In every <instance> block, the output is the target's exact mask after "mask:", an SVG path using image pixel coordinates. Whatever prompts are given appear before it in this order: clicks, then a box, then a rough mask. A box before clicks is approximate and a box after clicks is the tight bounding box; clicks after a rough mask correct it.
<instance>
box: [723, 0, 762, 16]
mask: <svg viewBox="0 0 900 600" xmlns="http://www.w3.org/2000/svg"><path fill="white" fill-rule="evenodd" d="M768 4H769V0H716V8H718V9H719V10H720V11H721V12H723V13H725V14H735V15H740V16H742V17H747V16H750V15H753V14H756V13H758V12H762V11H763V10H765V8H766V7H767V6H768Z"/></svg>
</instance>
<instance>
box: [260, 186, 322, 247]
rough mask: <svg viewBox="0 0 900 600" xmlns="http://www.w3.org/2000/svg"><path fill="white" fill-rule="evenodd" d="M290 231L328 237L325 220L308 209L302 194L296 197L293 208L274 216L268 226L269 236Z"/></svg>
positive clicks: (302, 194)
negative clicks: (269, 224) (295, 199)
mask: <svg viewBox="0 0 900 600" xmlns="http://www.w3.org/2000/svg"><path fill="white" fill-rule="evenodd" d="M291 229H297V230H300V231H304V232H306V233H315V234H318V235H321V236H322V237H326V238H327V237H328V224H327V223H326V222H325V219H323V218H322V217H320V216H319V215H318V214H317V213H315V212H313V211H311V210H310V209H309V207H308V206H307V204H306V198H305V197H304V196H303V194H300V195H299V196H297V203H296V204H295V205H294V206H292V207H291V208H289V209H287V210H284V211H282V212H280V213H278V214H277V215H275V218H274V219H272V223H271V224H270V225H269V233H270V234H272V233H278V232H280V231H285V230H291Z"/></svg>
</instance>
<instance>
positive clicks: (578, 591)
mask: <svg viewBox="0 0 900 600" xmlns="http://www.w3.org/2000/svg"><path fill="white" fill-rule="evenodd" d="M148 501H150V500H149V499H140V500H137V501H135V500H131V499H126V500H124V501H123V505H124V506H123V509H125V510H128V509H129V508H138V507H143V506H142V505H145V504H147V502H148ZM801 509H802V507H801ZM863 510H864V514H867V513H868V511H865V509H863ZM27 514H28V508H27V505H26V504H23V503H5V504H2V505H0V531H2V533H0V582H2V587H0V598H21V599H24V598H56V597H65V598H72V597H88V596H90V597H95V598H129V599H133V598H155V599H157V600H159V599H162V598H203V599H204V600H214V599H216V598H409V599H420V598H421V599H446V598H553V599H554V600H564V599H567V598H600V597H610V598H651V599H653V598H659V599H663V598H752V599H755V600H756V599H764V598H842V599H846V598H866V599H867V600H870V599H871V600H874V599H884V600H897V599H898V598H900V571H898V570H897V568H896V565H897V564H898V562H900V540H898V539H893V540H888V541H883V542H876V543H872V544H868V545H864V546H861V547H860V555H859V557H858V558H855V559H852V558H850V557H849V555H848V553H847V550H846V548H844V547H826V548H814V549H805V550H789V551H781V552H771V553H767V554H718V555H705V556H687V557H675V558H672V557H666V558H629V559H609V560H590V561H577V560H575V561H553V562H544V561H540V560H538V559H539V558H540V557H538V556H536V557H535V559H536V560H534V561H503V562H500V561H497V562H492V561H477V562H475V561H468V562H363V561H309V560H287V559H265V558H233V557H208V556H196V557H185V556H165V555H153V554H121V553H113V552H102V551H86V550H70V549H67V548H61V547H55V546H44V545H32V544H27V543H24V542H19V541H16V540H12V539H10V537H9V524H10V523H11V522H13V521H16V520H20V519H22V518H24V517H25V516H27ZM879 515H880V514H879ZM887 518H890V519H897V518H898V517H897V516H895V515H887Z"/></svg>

> Exercise: Repeat back the listing above exactly, including every line.

> Expected answer:
In every <instance> block, the output is the target's exact mask after "mask:", an SVG path using image pixel coordinates. Whatever prompts are given appear before it in this order: clicks, then a box, then a rough mask. A box before clicks is approximate and a box after clicks is the tight bounding box; clicks after a rough mask correct it.
<instance>
box: [723, 0, 762, 16]
mask: <svg viewBox="0 0 900 600" xmlns="http://www.w3.org/2000/svg"><path fill="white" fill-rule="evenodd" d="M768 4H769V0H716V8H718V9H719V10H720V11H721V12H723V13H725V14H735V15H740V16H742V17H747V16H750V15H753V14H756V13H758V12H762V11H763V10H765V8H766V7H767V6H768Z"/></svg>
</instance>
<instance>
box: [260, 186, 322, 247]
rough mask: <svg viewBox="0 0 900 600" xmlns="http://www.w3.org/2000/svg"><path fill="white" fill-rule="evenodd" d="M290 231L328 237L325 220L308 209L302 194L296 197L293 208L274 216L268 226L269 236Z"/></svg>
positive clicks: (302, 194)
negative clicks: (269, 224) (295, 199)
mask: <svg viewBox="0 0 900 600" xmlns="http://www.w3.org/2000/svg"><path fill="white" fill-rule="evenodd" d="M291 229H297V230H300V231H304V232H306V233H315V234H318V235H321V236H322V237H326V238H327V237H328V224H327V223H326V222H325V219H323V218H322V217H320V216H319V215H318V214H317V213H315V212H313V211H311V210H310V209H309V207H308V206H307V204H306V198H305V197H304V196H303V194H300V195H299V196H297V203H296V204H295V205H294V206H292V207H291V208H289V209H287V210H284V211H282V212H280V213H278V214H277V215H275V218H274V219H272V223H271V224H270V225H269V233H270V234H272V233H278V232H280V231H285V230H291Z"/></svg>
</instance>
<instance>
positive clicks: (578, 591)
mask: <svg viewBox="0 0 900 600" xmlns="http://www.w3.org/2000/svg"><path fill="white" fill-rule="evenodd" d="M148 501H150V500H149V499H140V500H137V501H135V500H131V499H126V500H124V501H123V505H124V506H123V509H125V510H128V509H129V508H138V507H143V506H142V505H145V504H147V502H148ZM801 509H802V507H801ZM863 510H864V514H867V513H868V511H865V509H863ZM27 514H28V508H27V505H26V504H23V503H5V504H2V505H0V531H2V533H0V582H2V587H0V598H21V599H24V598H56V597H65V598H72V597H88V596H90V597H95V598H129V599H133V598H155V599H157V600H159V599H162V598H203V599H204V600H214V599H216V598H409V599H420V598H421V599H446V598H553V599H554V600H564V599H567V598H600V597H610V598H651V599H653V598H659V599H663V598H752V599H755V600H756V599H764V598H842V599H846V598H866V599H867V600H870V599H871V600H874V599H884V600H897V599H898V598H900V571H898V570H897V568H896V565H897V564H898V562H900V540H898V539H893V540H888V541H883V542H876V543H872V544H868V545H864V546H861V547H860V555H859V557H858V558H855V559H852V558H850V557H849V555H848V553H847V550H846V548H844V547H826V548H814V549H805V550H789V551H781V552H771V553H767V554H718V555H705V556H687V557H675V558H672V557H666V558H629V559H609V560H590V561H577V560H575V561H553V562H544V561H540V560H538V559H539V558H540V557H538V556H536V557H535V559H536V560H534V561H503V562H500V561H497V562H492V561H477V562H475V561H468V562H363V561H309V560H287V559H265V558H233V557H208V556H196V557H185V556H165V555H153V554H121V553H113V552H102V551H86V550H70V549H67V548H61V547H55V546H44V545H32V544H27V543H24V542H19V541H16V540H12V539H10V537H9V524H10V523H11V522H13V521H16V520H20V519H22V518H24V517H25V516H27ZM879 515H880V514H879ZM887 518H890V519H897V518H898V517H897V516H895V515H887Z"/></svg>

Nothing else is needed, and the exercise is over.